+++ Seite +++
Es mag nicht unbedingt überraschend sein, dass die Krise auch die Führungskräfte unter 40 Jahren erreicht hat. Erstaunlich ist aber, in welch erheblichem Maß die Wirtschaftsflaute das Selbstverständnis der jungen Elite trifft. "Dabei geht es nicht (nur) um das Abschreiben von Lehman-Zertifikaten, sondern um eine tiefe Verunsicherung in den Lebensstrategien", wie es in der PwC-Studie heißt.
Insgesamt 302 junge Manager hat die Unternehmensberatung für ihre "Young Executives' Study", prägnant "YES" abgekürzt, befragt - zum zweiten Mal nach 2007. Zu konstatieren sind dabei beträchtliche Unterschiede im Vergleich zur Stimmungslage von vor zwei Jahren.
Ein Indikator für die gewachsene Verunsicherung ist das geschwundene Zutrauen, gegebenfalls im Ausland Karriere machen zu können. Vor zwei Jahren äußerte noch ein Viertel der Befragten, sich den Schritt ins Ausland gut vorstellen zu können. Ein guter Teil der Probleme schien hausgemacht, außerhalb Deutschland standen nach damaligem Dafürhalten notfalls viele Möglichkeiten offen. Inzwischen ist das Ausland nur noch für sieben Prozent der jungen Manager eine Option. Vielen erscheint der Schritt in diesen Zeiten als zu gewagt.
Zwei Drittel der Befraten sind davon überzeugt, dass die globale Krise das gesellschaftliche System nachhaltig verändern werde. 78 Prozent spüren bereits einen raueren Wind in den Führungsetagen. Da klammern sich viele umso stärker an das, was sie haben - und verzichten lieber auf häufige Jobwechsel zugunsten eines schnellen Aufstiegs.
Derweil wächst erkennbar die Bereitschaft, unliebsame Kröten zu schlucken. 93 Prozent der Jungmanager zeigen sich bereit, für den beruflichen Erfolg Abstriche im Familienleben zu machen. 2007 sagten das lediglich 86 Prozent.
Mikadotaktik: Wer sich bewegt, verliert
Die Führungskräfte sind also nach der Krise stärker bereit zu unliebsamen Kompromissen. Das geht einher mit einem Verlust an Flexibilität. Nur noch ein Fünftel der Befragten hält langfristige Pläne im Beruf und im Privatleben für obsolet - vor zwei Jahren war es noch fast die Hälfte. In den von PwC beauftragten Interviews sprachen die Befragten von "Mikadotaktik" - wer sich bewege, habe verloren. Die Rede war außerdem vom Willen zum "Aussitzen" und vom Spatz in der Hand, der im Zweifel der Taube auf dem Dach vorzuziehen sei.
+++
Anforderungen:
(1) Für wie viel Prozent der jungen Manager ist das Ausland laut der Seite über die PwC-Studie heute noch eine Option?
(2) Schreib die Seite über die PwC-Studie zu jungen Managern nach ihrem letzten Satz weiter.
+++ Auflistung +++
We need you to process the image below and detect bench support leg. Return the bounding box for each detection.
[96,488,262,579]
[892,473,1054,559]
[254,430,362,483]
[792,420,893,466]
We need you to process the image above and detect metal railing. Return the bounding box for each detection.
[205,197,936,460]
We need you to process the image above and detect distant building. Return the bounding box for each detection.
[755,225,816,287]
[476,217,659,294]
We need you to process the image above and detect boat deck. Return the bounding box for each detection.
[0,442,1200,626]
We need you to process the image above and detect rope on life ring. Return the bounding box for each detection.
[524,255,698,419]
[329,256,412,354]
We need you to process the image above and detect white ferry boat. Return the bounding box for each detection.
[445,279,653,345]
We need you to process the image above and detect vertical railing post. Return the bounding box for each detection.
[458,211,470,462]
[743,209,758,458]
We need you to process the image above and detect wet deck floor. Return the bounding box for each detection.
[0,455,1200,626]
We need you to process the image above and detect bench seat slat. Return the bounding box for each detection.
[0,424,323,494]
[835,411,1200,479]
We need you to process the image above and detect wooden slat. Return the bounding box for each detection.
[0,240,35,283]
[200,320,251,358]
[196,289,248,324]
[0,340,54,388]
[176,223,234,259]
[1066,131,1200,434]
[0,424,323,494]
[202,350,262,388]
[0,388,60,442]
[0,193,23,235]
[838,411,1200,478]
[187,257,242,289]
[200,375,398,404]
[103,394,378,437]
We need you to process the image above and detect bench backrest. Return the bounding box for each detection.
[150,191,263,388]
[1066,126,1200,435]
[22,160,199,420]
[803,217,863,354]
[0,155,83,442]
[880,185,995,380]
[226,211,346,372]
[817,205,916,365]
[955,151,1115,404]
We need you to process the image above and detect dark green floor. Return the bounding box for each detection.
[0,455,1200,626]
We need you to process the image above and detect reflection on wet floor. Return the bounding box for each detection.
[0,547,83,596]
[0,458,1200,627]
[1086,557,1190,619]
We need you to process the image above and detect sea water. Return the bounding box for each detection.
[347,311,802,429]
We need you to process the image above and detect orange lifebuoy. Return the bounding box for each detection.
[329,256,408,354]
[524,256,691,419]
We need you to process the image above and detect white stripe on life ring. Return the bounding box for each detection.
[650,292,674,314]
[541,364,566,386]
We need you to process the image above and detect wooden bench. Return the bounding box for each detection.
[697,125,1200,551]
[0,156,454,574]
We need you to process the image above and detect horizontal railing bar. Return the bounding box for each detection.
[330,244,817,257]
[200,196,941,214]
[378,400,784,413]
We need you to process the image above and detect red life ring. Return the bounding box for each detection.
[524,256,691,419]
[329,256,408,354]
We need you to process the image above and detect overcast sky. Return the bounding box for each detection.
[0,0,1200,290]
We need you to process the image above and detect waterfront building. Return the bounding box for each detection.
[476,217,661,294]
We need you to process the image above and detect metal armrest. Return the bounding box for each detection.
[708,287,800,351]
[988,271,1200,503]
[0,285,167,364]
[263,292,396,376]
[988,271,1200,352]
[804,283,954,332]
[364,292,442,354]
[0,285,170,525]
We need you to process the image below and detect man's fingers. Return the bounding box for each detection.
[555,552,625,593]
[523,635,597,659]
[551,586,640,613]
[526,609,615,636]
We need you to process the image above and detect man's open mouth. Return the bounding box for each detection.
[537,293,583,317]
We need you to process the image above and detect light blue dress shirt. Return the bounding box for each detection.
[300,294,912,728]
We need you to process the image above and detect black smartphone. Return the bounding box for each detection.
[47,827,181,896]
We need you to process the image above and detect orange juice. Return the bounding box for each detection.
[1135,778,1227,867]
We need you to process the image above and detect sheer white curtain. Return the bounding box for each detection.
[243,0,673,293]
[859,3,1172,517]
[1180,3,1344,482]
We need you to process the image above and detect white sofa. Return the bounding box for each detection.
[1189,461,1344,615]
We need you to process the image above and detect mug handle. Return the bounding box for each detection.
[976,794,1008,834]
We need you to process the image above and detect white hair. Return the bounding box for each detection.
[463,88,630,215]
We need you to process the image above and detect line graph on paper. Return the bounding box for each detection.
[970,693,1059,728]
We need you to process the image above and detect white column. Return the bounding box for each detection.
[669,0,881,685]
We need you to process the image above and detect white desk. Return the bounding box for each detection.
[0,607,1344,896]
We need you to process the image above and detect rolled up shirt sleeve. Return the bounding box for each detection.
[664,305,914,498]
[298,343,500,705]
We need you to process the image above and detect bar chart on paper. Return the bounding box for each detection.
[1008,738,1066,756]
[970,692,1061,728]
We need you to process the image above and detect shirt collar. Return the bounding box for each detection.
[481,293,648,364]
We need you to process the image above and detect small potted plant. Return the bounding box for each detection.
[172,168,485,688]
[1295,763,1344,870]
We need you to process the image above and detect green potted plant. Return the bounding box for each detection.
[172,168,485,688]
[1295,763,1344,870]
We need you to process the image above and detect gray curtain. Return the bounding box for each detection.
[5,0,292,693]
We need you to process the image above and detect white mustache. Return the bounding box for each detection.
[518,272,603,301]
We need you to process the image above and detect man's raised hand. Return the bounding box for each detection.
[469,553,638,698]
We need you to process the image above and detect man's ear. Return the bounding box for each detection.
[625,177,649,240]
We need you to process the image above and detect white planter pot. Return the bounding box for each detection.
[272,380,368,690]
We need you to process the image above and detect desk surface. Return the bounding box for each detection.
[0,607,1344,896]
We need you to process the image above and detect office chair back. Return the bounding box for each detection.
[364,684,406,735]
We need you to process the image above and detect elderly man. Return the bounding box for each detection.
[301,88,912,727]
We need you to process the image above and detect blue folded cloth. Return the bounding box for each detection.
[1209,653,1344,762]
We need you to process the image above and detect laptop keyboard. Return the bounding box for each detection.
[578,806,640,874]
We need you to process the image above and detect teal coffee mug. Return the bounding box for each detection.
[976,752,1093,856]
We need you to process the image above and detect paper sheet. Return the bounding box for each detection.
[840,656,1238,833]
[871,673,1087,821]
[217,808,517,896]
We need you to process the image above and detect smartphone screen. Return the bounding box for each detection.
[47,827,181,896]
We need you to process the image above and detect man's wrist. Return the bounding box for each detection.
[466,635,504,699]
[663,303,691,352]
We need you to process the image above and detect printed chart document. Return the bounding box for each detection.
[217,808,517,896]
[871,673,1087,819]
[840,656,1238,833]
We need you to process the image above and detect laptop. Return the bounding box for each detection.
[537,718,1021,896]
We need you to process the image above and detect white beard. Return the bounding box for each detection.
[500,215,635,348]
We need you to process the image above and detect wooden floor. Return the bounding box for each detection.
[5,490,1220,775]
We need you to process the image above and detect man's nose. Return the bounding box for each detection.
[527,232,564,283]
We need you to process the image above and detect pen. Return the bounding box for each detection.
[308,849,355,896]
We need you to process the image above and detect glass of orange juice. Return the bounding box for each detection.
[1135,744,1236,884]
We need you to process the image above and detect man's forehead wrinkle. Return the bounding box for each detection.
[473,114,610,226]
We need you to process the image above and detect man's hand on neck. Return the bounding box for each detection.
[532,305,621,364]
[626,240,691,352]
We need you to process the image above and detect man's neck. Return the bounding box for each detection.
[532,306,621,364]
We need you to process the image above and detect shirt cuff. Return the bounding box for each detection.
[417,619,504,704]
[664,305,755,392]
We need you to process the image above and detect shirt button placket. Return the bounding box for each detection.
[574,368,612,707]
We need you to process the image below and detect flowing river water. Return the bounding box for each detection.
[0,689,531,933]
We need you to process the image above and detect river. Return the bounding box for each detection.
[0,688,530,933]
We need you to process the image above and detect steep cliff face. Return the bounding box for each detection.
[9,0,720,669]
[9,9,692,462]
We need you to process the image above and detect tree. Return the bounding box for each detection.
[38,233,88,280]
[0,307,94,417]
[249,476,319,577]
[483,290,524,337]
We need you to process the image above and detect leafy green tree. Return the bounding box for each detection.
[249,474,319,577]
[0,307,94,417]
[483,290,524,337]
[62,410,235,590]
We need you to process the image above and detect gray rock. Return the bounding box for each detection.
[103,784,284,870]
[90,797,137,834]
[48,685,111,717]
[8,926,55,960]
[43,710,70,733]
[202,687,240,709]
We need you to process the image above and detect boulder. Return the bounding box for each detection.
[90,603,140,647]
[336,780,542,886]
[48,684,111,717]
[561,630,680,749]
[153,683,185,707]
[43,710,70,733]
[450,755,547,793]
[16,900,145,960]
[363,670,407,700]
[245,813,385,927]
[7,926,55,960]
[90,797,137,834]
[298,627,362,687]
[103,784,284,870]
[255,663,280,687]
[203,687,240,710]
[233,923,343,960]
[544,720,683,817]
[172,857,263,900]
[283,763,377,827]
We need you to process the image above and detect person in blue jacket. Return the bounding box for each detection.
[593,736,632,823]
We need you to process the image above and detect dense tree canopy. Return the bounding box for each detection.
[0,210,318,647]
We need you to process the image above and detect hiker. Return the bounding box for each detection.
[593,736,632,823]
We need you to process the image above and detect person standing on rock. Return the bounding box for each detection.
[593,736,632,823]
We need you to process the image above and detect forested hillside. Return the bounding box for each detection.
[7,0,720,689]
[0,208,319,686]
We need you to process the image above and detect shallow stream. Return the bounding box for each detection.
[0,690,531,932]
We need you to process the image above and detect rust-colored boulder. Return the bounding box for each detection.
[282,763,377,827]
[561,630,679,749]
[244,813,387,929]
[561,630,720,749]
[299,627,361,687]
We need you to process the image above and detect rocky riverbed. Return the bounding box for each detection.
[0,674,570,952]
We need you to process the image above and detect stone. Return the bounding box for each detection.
+++
Antworten:
(1) Für sieben Prozent.

(2)
Auf den ersten Blick widerspricht dieses ausgeprägte Sicherheitsdenken einem anderen Befund: 2007 gaben noch 35 Prozent an, in ihrer beruflichen Laufbahn jedes Risiko vermeiden zu wollen, jetzt sind es nur 21 Prozent. Es ist offenbar aber nicht die Lust am Risiko, die dahinter steckt - sondern der Verlust des Grundvertrauens, diese Option überhaupt zu haben.
So glaubt auch nur noch ein Fünftel daran, Schwierigkeiten durch die Treue zu einem einzigen Arbeitgeber vermeiden zu können. Vor zwei Jahren dachte das noch knapp die Hälfte. In der Studie heißt es dazu, die Einstellungsdimension "Konzentration auf das Machbare" sei in der Auflösung begriffen. Heißt, dass mit einer Krise immer und überall zu rechnen ist.
Unerschüttert immerhin ist der Glaube an die eigene Leistungsfähigkeit.77 Prozent sagen, sie hätten sich schon immer für leistungsstärker gehalten als andere. 74 Prozent haben nach eigener Aussage schon früh gemerkt, dass sie beruflich weiter kommen können als andere. Die Urteile fielen vor zwei Jahren noch zurückhaltender aus, wenngleich nur einen Tick.
Kehrseite dieser Besinnung auf die eigenen Stärken ist der Verlust des Vertrauens in das gesellschaftliche System, das einen zur Not auffängt. Wobei sich auch bei den jungen Managern hier der Blickwinkel verschiebt - der Staat hat gegenüber dem Markt unverkennbar Punkte gesammelt. Die neoliberale Doktrin, dass der Staat sich völlig aus dem Wirtschaftsleben heraushalten müsse, halten 76 Prozent der Befragten für einen Irrglauben.
Sicherheitsdenken paart sich mit Optimismus
Insgesamt hat die Krise zu einer Verschiebung der Prioritäten geführt. Nur 17 Prozent des Führungsnachwuchses denken beispielsweise, dass die Bedeutung von Shareholder Value künftig noch zunehmen werde. 70 Prozent meinen hingegen, dass das Verfolgen nachhaltiger Unternehmensziele immer wichtiger werde.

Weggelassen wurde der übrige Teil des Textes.